• **Selected text**
+ + + +
(Image/Jeff Smith)

In Part 1 of our story on building your own small block Chevy, we outlined the plan and detailed the assembly of the short block that included the rotating assembly, camshaft, and lubrication system. In this second installment we will cover the remainder of the engine assembly along with information you will need to successfully break-in the camshaft and ensure your engine will live a long, healthy life.

Compression, Piston-to-Head Clearance & Quench

In Part 1 we discovered that the pistons were sitting a little deeper in the cylinders than we anticipated, even after the block was decked 0.008 inch. After measuring all eight cylinders, we had between 0.025 inch and 0.032 inch of clearance below the deck. When combined with a 0.041 inch composition head gasket, this was not only going to lower our desired compression but also drastically increase the piston-to-head clearance—also called the quench.

Ideally we want somewhere around 0.035 to 0.040 inch piston-to-head clearance. This creates a tight space between the flat portion of the head to the piston which pushes or squishes the inlet air and fuel into the chamber, creating a more homogenous mixture which will burn more rapidly and completely. With a much wider quench area, much of the energy of this squish is lost and combustion efficiency suffers.

Given this, we decided to substitute a thinner 0.016 inch Fel-Pro steel shim head gasket in place of the composition head gasket that came with the gasket set. This improved our static compression ratio to 9.85:1, which should make for a very responsive street engine. This might also require a slightly better grade of fuel like 89 or perhaps to 91 octane. So if your plans include 87 octane fuel, the thicker head gasket will lower the compression to 9.3:1.

Inspecting the Valvetrain

Before bolting on the Summit Racing Vortec heads, we tested the valve springs to double-check their seat pressure. The springs looked hefty so we removed one spring and checked it in our digital valve spring tester. The load came in around 110 pounds at the 1.710 inch installed height. That number is acceptable for a flat tappet camshaft with an open load of around 285 lbs. at 0.470 inch of valve lift for break-in purposes. We wanted to make sure the break-in on this cam was as smooth as possible, so we so we dug up a near-new set of stock small block springs that tested at 95 to 100 pounds at the same installed height with even less load at full valve lift.
+ + + +
• **Data listing**
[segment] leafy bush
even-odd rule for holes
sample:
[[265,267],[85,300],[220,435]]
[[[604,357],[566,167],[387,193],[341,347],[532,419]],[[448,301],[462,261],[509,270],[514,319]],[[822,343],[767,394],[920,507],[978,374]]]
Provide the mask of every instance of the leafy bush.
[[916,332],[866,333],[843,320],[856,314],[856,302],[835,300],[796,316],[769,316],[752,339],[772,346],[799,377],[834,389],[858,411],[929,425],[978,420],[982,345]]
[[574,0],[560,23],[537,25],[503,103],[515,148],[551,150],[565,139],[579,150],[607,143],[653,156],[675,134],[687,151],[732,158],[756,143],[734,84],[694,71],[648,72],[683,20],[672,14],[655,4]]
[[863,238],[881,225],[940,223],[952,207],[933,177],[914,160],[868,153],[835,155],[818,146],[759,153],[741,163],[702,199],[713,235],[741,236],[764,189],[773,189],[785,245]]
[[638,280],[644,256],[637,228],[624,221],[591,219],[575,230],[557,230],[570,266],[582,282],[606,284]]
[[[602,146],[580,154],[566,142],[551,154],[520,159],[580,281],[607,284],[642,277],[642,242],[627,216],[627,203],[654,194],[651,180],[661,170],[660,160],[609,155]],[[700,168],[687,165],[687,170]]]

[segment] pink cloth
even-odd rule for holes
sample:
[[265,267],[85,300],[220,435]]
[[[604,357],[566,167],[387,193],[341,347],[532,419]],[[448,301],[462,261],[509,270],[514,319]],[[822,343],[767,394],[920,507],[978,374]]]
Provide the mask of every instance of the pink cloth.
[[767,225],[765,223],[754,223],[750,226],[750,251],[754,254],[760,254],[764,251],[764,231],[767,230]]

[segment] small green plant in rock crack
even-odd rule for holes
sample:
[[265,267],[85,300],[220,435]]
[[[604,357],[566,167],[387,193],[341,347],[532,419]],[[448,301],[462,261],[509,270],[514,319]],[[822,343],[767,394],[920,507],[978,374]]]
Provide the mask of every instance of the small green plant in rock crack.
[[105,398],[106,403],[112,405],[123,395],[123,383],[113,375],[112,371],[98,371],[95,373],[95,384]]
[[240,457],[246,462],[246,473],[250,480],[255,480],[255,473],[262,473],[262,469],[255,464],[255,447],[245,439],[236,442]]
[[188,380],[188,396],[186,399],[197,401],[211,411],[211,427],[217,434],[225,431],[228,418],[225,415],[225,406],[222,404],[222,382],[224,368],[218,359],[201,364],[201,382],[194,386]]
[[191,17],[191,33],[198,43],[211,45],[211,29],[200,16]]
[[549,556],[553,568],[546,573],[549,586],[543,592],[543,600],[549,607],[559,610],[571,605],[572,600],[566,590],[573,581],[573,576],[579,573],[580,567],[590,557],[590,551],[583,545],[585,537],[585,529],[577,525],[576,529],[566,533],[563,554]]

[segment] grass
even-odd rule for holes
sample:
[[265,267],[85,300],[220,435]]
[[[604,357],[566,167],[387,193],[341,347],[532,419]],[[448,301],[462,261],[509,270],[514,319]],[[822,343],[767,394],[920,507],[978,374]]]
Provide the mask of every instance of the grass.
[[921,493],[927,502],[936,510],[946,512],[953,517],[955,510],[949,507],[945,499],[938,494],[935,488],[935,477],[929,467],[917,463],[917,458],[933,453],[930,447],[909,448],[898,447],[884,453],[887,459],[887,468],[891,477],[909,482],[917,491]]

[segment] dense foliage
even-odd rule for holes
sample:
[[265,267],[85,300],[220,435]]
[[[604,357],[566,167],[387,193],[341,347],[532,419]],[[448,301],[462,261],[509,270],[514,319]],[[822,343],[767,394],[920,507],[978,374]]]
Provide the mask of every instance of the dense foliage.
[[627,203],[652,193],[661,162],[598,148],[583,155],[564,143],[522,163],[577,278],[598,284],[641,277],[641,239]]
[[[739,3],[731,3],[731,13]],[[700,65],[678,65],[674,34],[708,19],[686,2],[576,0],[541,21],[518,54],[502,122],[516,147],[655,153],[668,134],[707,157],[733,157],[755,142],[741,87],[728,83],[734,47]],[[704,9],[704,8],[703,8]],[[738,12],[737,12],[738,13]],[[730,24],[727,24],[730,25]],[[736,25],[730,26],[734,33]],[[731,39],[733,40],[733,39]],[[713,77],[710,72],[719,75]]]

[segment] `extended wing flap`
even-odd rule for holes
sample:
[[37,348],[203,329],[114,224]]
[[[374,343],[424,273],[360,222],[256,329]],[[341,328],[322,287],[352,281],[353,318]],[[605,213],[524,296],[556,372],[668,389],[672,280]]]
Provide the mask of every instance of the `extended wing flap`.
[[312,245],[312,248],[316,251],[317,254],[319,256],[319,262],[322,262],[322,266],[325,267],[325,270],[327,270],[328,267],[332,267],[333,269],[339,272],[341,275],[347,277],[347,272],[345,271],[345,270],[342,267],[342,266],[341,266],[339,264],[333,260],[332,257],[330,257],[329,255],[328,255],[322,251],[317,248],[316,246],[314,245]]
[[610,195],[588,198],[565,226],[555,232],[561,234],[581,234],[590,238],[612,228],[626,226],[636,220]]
+ + + +
• **The problem**
Please carry on the small block Chevy engine-build article from its final sentence, keeping its style.

• **Result of the task**
We will use these springs for the initial cam break-in period and then return to the original springs once we know the cam and lifters are fully seated. We have to emphasize this is us just being paranoid but we wanted to make sure the cam and lifters had every chance to break-in properly. We also checked the retainer-to-seal clearance and found that the Summit Racing heads will accommodate as much as 0.500 inch of valve lift with 0.025 inch for retainer-to-seal clearance. This won’t be a concern because our max lift is 0.466 inch on the exhaust side.

We painted the stock shim gaskets with silver paint (which was all we had) and torqued the heads in place using thread sealer and ARP’s Ultra Torque lubricant under the bolt heads. We also torqued the rocker studs that came with the heads. The next step was to slip the lifters into place and then drop in the pushrods and stamped steel rocker arms.

These new rockers also need some attention since these will also need to break-in properly. The exhaust rockers can get hot because of the exhaust valve’s elevated temperature so we coated the rocker balls and bottoms of the rockers with the same lube used on the cam lobes. This and a full engine pressure pre-lube will ensure they break in properly.

We prefer to adjust valves before the intake is installed just to monitor the lifters and pushrods and make sure everything is arranged properly. We then used our normal exhaust-opening / intake-closing (EO/IC) method of setting the valves. In this procedure rotate the engine until the exhaust valve just begins to open. When this occurs you can then preload the intake valve. Next rotate the crankshaft until the intake valve is halfway down on the closing side and then set the exhaust valve preload. We generally set it between a 1/4 to 1/2 turn on the adjusting nut once zero lash is achieved.

Installing the Intake Manifold

With the valves adjusted we moved on to painting the entire engine before installing the Summit Racing Vortec intake manifold. The Vortec heads require a specific intake manifold bolt pattern and also a specific length 5/16 NC intake bolt. These bolts need to be roughly 1-1/4 inches long. If they are too long, they will bottom out in the blind bolt holes in the head. If they are too short, they could possibly strip threads in the heads. We found GM Vortec intake bolts at SummitRacing.com but we cheated and used a set of ARP stainless bolts we had on hand. The Mahle gaskets require only 11 ft.-lbs. of torque to prevent overly compressing the intake gasket.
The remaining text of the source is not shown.